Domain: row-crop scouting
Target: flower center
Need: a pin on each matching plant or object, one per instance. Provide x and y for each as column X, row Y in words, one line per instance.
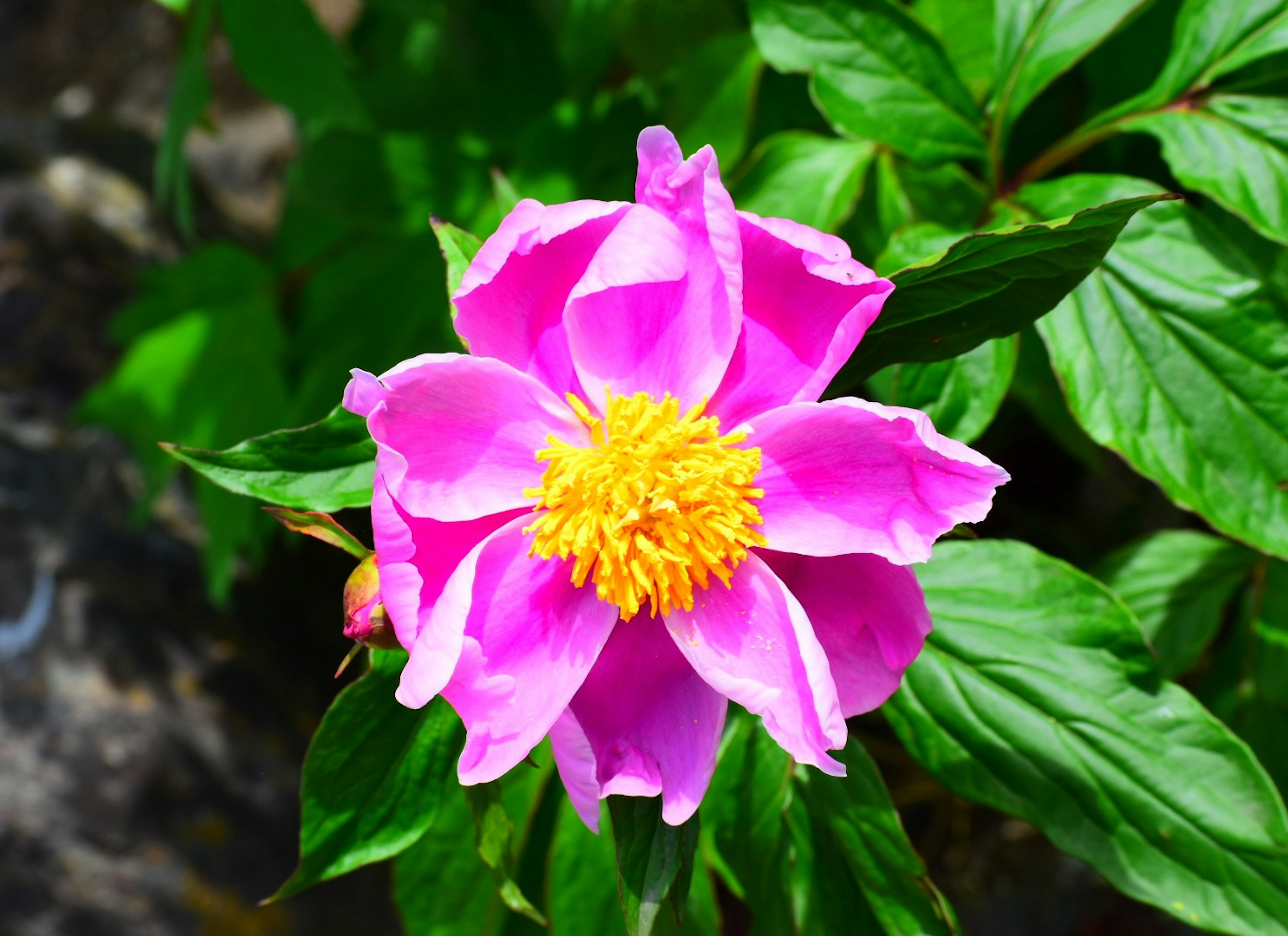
column 655, row 505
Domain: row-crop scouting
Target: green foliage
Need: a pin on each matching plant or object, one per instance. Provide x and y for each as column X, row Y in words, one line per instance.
column 374, row 777
column 938, row 138
column 1037, row 696
column 325, row 466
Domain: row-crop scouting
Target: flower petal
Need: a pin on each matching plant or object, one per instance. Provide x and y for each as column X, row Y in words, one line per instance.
column 754, row 644
column 660, row 307
column 418, row 555
column 458, row 436
column 869, row 615
column 805, row 307
column 854, row 477
column 530, row 639
column 512, row 299
column 650, row 724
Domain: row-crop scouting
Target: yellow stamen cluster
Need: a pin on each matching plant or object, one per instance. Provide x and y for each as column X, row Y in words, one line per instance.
column 655, row 505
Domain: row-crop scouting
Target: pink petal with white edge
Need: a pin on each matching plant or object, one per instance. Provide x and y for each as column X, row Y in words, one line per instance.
column 512, row 300
column 458, row 436
column 650, row 724
column 530, row 639
column 418, row 555
column 869, row 615
column 854, row 477
column 660, row 307
column 805, row 307
column 754, row 644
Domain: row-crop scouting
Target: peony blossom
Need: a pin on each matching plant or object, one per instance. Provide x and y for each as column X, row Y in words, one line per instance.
column 627, row 508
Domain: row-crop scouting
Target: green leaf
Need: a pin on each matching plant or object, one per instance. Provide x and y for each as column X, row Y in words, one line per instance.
column 876, row 74
column 655, row 861
column 495, row 832
column 325, row 466
column 708, row 98
column 459, row 249
column 583, row 868
column 190, row 97
column 1175, row 354
column 1215, row 38
column 173, row 382
column 1038, row 40
column 1178, row 584
column 961, row 396
column 857, row 810
column 988, row 285
column 744, row 823
column 1233, row 149
column 1037, row 696
column 321, row 527
column 286, row 56
column 804, row 177
column 965, row 29
column 374, row 777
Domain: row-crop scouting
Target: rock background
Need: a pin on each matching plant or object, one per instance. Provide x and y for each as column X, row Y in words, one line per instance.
column 150, row 745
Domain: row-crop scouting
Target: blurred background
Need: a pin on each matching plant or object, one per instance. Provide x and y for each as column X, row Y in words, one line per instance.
column 173, row 213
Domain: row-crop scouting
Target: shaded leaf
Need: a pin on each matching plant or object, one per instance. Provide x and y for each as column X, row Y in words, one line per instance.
column 1038, row 40
column 286, row 56
column 321, row 527
column 857, row 810
column 1233, row 149
column 1176, row 356
column 988, row 285
column 374, row 777
column 496, row 841
column 876, row 74
column 1037, row 696
column 1178, row 584
column 655, row 861
column 961, row 396
column 190, row 96
column 326, row 466
column 804, row 177
column 459, row 249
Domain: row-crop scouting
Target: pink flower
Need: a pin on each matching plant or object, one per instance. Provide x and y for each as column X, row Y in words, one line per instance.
column 625, row 508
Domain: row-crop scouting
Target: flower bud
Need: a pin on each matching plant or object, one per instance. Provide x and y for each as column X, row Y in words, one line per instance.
column 365, row 617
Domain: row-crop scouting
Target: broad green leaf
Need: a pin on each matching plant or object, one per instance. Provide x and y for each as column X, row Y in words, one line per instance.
column 708, row 98
column 325, row 466
column 990, row 285
column 826, row 899
column 321, row 527
column 876, row 74
column 216, row 275
column 655, row 861
column 804, row 177
column 965, row 29
column 1215, row 38
column 374, row 777
column 961, row 396
column 174, row 383
column 286, row 56
column 1038, row 40
column 1175, row 354
column 1037, row 696
column 1234, row 149
column 583, row 873
column 742, row 823
column 190, row 96
column 1178, row 584
column 459, row 249
column 496, row 842
column 857, row 810
column 441, row 885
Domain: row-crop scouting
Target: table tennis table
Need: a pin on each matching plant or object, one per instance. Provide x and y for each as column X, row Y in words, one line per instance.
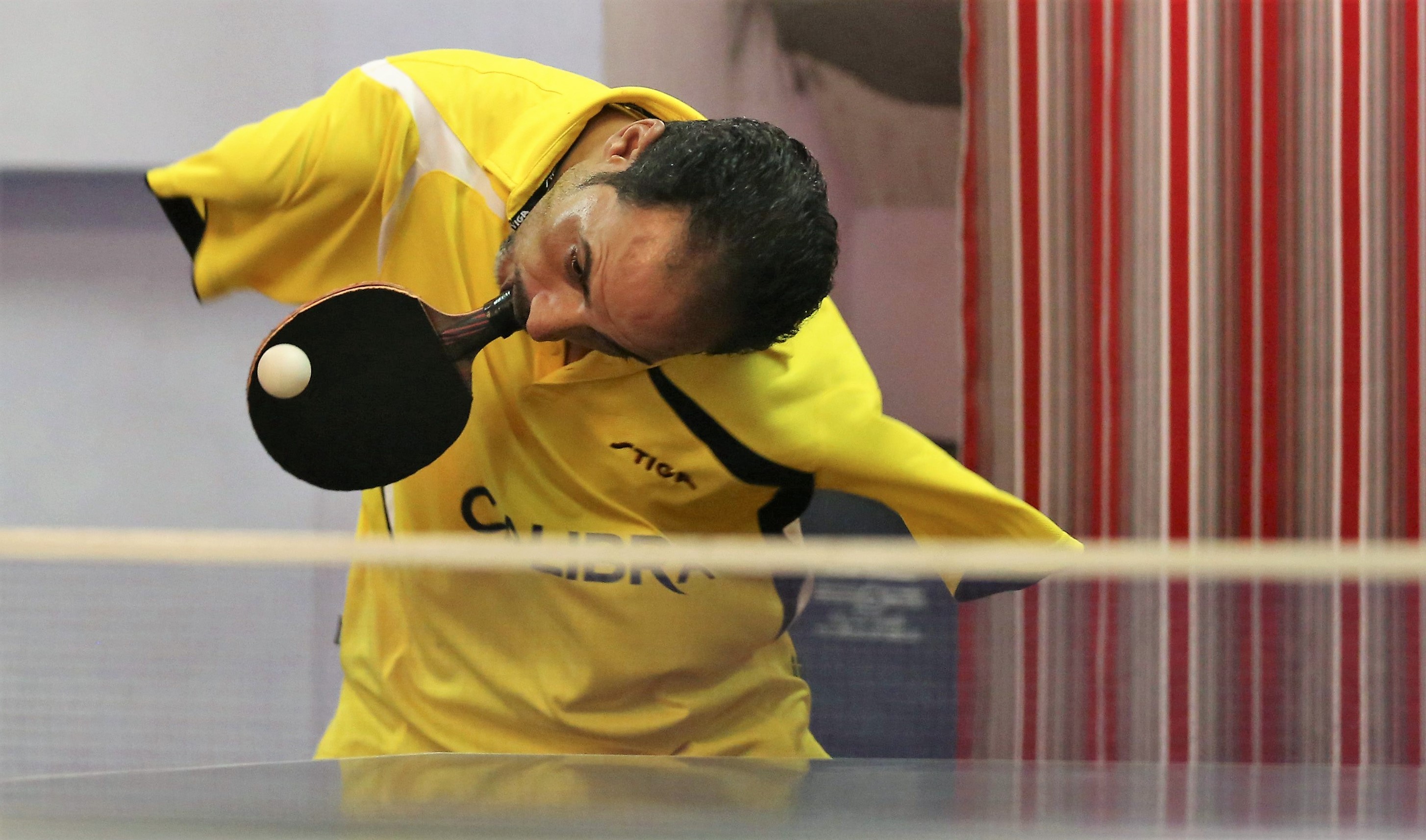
column 634, row 796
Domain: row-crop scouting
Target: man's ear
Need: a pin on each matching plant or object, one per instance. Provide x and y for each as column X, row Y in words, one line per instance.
column 629, row 142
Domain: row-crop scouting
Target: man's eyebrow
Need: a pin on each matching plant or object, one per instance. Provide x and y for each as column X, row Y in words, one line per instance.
column 589, row 266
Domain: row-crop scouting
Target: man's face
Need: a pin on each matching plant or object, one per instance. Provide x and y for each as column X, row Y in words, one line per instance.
column 606, row 276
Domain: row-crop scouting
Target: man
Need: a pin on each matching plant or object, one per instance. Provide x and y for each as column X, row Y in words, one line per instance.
column 658, row 263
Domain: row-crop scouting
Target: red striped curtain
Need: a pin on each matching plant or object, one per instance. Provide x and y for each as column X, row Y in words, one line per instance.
column 1193, row 310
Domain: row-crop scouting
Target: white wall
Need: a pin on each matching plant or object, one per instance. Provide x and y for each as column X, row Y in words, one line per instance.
column 899, row 283
column 136, row 83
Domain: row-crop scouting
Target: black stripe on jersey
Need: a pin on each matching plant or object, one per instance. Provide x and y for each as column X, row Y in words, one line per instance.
column 793, row 487
column 186, row 220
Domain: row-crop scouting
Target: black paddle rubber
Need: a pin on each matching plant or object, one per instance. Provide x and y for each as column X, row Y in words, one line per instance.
column 384, row 400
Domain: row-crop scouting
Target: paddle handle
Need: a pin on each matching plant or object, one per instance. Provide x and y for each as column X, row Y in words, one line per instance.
column 465, row 336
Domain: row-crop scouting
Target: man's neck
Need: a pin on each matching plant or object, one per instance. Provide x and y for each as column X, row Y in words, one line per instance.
column 589, row 146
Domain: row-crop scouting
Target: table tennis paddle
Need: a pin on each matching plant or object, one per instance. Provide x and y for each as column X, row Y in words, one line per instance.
column 388, row 388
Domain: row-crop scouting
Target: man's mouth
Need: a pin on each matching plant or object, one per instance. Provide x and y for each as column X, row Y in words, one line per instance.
column 520, row 300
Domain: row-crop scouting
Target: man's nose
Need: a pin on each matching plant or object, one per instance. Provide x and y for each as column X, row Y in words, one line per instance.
column 554, row 314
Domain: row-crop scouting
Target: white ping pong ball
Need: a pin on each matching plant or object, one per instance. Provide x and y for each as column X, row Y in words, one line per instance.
column 284, row 371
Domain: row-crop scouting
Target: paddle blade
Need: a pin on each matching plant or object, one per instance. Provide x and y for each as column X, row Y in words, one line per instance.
column 383, row 403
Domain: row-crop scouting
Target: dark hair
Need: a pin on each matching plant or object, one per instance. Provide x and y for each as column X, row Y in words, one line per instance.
column 758, row 216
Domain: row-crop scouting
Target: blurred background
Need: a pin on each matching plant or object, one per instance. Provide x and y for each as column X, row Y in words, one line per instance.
column 1152, row 266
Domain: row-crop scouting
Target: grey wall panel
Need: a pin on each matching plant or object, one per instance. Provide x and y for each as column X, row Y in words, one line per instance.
column 136, row 83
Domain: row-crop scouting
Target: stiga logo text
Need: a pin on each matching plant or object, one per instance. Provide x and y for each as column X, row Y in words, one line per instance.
column 652, row 464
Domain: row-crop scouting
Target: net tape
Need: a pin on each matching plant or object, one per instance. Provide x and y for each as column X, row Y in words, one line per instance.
column 840, row 557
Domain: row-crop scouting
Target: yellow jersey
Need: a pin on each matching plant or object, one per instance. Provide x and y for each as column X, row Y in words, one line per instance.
column 411, row 170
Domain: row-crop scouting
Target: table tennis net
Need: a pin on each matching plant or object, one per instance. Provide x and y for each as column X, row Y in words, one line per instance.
column 129, row 664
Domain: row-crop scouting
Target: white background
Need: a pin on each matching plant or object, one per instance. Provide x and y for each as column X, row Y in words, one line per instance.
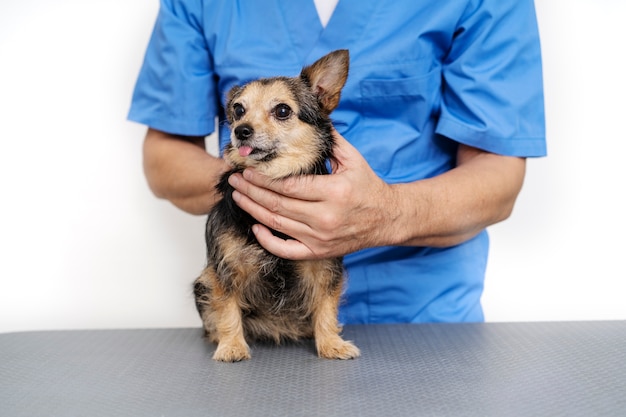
column 84, row 244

────────

What you are asked to do >> Leave the pictures out and reproduce all of the records exactly.

Exercise response >>
Domain: row-crop scouting
Target: flower center
Need: a pin on each matching plant or object, one per instance. Provide x and y for each as column X, row Y in words, one line per instance.
column 655, row 505
Domain: row-crop scouting
Target: green foliage
Need: a pin on each matching plant or object, one per instance. Provide x and y for each as column X, row Y in words, one line per instance.
column 374, row 777
column 938, row 138
column 1037, row 696
column 325, row 466
Domain: row-crop scouting
Target: flower petal
Need: a pin on each matching plant or object, one per instance. Provide x and y for each as column X, row Y in words, one line per instance.
column 754, row 644
column 660, row 307
column 418, row 555
column 458, row 436
column 869, row 615
column 805, row 307
column 854, row 477
column 530, row 639
column 512, row 299
column 650, row 724
Domain: row-crop scouting
Target: yellow stamen cluster
Need: a pin on each matching plant or object, one per instance. Provide x and y for each as column X, row Y in words, one line per instance.
column 655, row 505
Domain: row-crop scouting
Target: pink petal with white edge
Need: a pin on each matching plant or object, one per instance. Provide x and y for each as column X, row Y in words, one line per instance.
column 512, row 300
column 458, row 436
column 650, row 724
column 530, row 639
column 418, row 555
column 869, row 615
column 854, row 477
column 660, row 307
column 805, row 307
column 754, row 644
Domain: row-crop scouting
Target: peony blossom
Need: a pin on each matching plant or object, one per instance. Provide x and y for each as column X, row Y in words, one line per instance.
column 627, row 508
Domain: row-crop scouting
Target: green leaf
Need: a pin on each matching plant or object, one per instance. Provide x and y for each as column X, row Y in words, one line per instance.
column 876, row 74
column 655, row 861
column 495, row 832
column 325, row 466
column 708, row 98
column 459, row 249
column 583, row 868
column 190, row 97
column 1175, row 354
column 1215, row 38
column 173, row 382
column 1038, row 40
column 1178, row 584
column 961, row 396
column 857, row 810
column 988, row 285
column 744, row 823
column 1233, row 149
column 1037, row 696
column 321, row 527
column 286, row 56
column 804, row 177
column 965, row 29
column 374, row 777
Domain: row-crop scouting
Target: rock background
Need: a pin on each matching plant or object, one per instance. Provide x and y for each as column X, row Y in words, one line per instance.
column 150, row 745
Domain: row-crop scouting
Target: blurred background
Need: a pin on each matching plant or object, one per instance. Provide x and y for each as column X, row Y in words, one line per instance.
column 173, row 213
Domain: row-crop scouting
Target: shaded leaf
Need: a pin on each matching plant or object, one per instance. Provide x and y for each as column X, row Y in words, one line per instance.
column 1038, row 40
column 286, row 56
column 321, row 527
column 857, row 810
column 1233, row 149
column 1176, row 356
column 988, row 285
column 374, row 777
column 496, row 841
column 876, row 74
column 1037, row 696
column 1178, row 584
column 655, row 861
column 961, row 396
column 190, row 96
column 326, row 466
column 804, row 177
column 459, row 249
Domain: row-crop scouting
Target: pink flower
Need: a pin on each matching plant or object, one per instance. Provide x and y for each as column X, row Y in words, one line per instance.
column 625, row 508
Domain: row-crop scouting
Target: flower bud
Need: a pin on each matching plant or object, one per instance. Provide x and y for each as column X, row Y in words, one line per instance.
column 365, row 617
Domain: row-crop scouting
Target: broad green leaf
Need: a pin on each matching plant or object, one per instance. Provide x and y for each as column X, row Y in words, one line per instance.
column 708, row 98
column 325, row 466
column 990, row 285
column 826, row 899
column 321, row 527
column 876, row 74
column 216, row 275
column 655, row 861
column 804, row 177
column 965, row 29
column 1215, row 38
column 374, row 777
column 961, row 396
column 174, row 383
column 286, row 56
column 1038, row 40
column 1175, row 354
column 1037, row 696
column 1234, row 149
column 583, row 873
column 742, row 823
column 190, row 96
column 1178, row 584
column 459, row 249
column 496, row 842
column 857, row 810
column 441, row 885
Domain: row-crop scouting
Target: table tennis table
Need: a pin on each matching plant or object, one per instance. Provide x and y for each as column X, row Y in words, one line per instance.
column 634, row 796
Domain: row-crop scouting
Target: man's ear
Need: a pin on each matching plant or object, one per instance. Provide x and y for each as column X, row Y in words, one line per instance.
column 629, row 142
Domain: row-crop scouting
Target: man's eyebrow
Need: a pin on each matching plant or object, one per instance. Provide x and y for each as column X, row Y in words, one line per instance.
column 589, row 266
Domain: row-crop scouting
Target: man's face
Need: a pin on each matching plant or object, one per instance. Provide x and y for each as column X, row Y in words, one line per instance.
column 606, row 276
Domain: row-crop scouting
Target: man
Need: a pin on each matching plant or object, one per instance. Provide x and y for each as column X, row Y in words, one line per instance.
column 658, row 263
Domain: row-crop scouting
Target: red striped curtain
Need: a pin on each matching plant or object, one per instance. Provide x and y for each as column X, row Y in words, one line per instance.
column 1193, row 310
Domain: row-crop scouting
Target: white wall
Need: a pin on each matching plant or object, one per instance. Provide x and y for each as column X, row Y in words, one line per instance.
column 899, row 283
column 136, row 83
Domain: row-crop scouting
Target: black stripe on jersey
Need: a pin on each matching plant or object, one per instance. Provide x and y for each as column X, row Y in words, one line per instance.
column 793, row 487
column 186, row 220
Domain: row-crop scouting
Target: black paddle rubber
Need: a pin on each matching plant or object, one per instance. Provide x and y for each as column X, row Y in words, one line per instance.
column 384, row 400
Domain: row-crop scouting
Target: paddle handle
Need: a pin on each matching plant or object, one per instance. Provide x and y for each as column X, row Y in words, one line per instance.
column 465, row 336
Domain: row-crop scouting
Target: man's neck
Need: a pin on each matching plant or object, one per instance. Provide x and y for each as column X, row Y in words, one line per instance.
column 589, row 146
Domain: row-crop scouting
Target: table tennis paddle
Need: a pin on each matching plant or object, one per instance. Provide x and y for each as column X, row Y in words, one line per instance.
column 388, row 388
Domain: row-crop scouting
Target: man's mouth
Need: a pin on each matching plant or object, one per instance. Provide x and y for each as column X, row Y in words, one line per instance.
column 520, row 300
Domain: row-crop scouting
Target: man's nose
Need: a pin on each matching plant or object, one per instance. Provide x and y for each as column X, row Y in words, one line per instance.
column 554, row 314
Domain: row-crop scouting
Target: white ping pong ball
Need: a pin on each matching plant or object, one per instance. Provide x and y for each as column X, row Y in words, one line per instance.
column 284, row 371
Domain: row-crop scouting
Target: paddle blade
Need: a pin on each matching plant or object, one per instance. Provide x and y for each as column X, row Y in words, one line per instance.
column 383, row 403
Domain: row-crop scouting
Target: dark hair
Need: a pin on each matching plant or object, one per instance. Provide x and y for each as column X, row Y in words, one line per instance.
column 758, row 216
Domain: row-crop scouting
Target: blurred background
Need: a pin on each matching plant or object, one per instance. Provide x and y for each as column X, row Y in words, one line per instance.
column 1152, row 266
Domain: row-crop scouting
Target: grey wall panel
Need: a pin on each matching plant or object, one per instance. Provide x and y for each as column X, row Y in words, one line per instance.
column 136, row 83
Domain: row-crop scouting
Target: stiga logo text
Need: a pin on each matching plant or object, one per instance. Provide x and y for each as column X, row Y in words, one line per instance.
column 652, row 464
Domain: row-crop scouting
Target: net tape
Need: a pin on each matching plant or object, one per instance. Provide x and y for each as column X, row Y in words, one line per instance.
column 840, row 557
Domain: row-crop scouting
Target: yellow jersey
Need: a pin on each matching plant or object, one per instance. Provide x and y for each as column X, row Y in words, one line per instance.
column 411, row 170
Domain: row-crop scouting
Target: table tennis net
Need: a pin on each matching plant or object, one per instance. Provide x and y for each as column X, row Y in words, one line per instance.
column 129, row 664
Domain: row-crop scouting
Target: white background
Need: a pin on each matching plant or object, one per instance. Provide x and y for each as column X, row Y in words, one line per instance.
column 84, row 244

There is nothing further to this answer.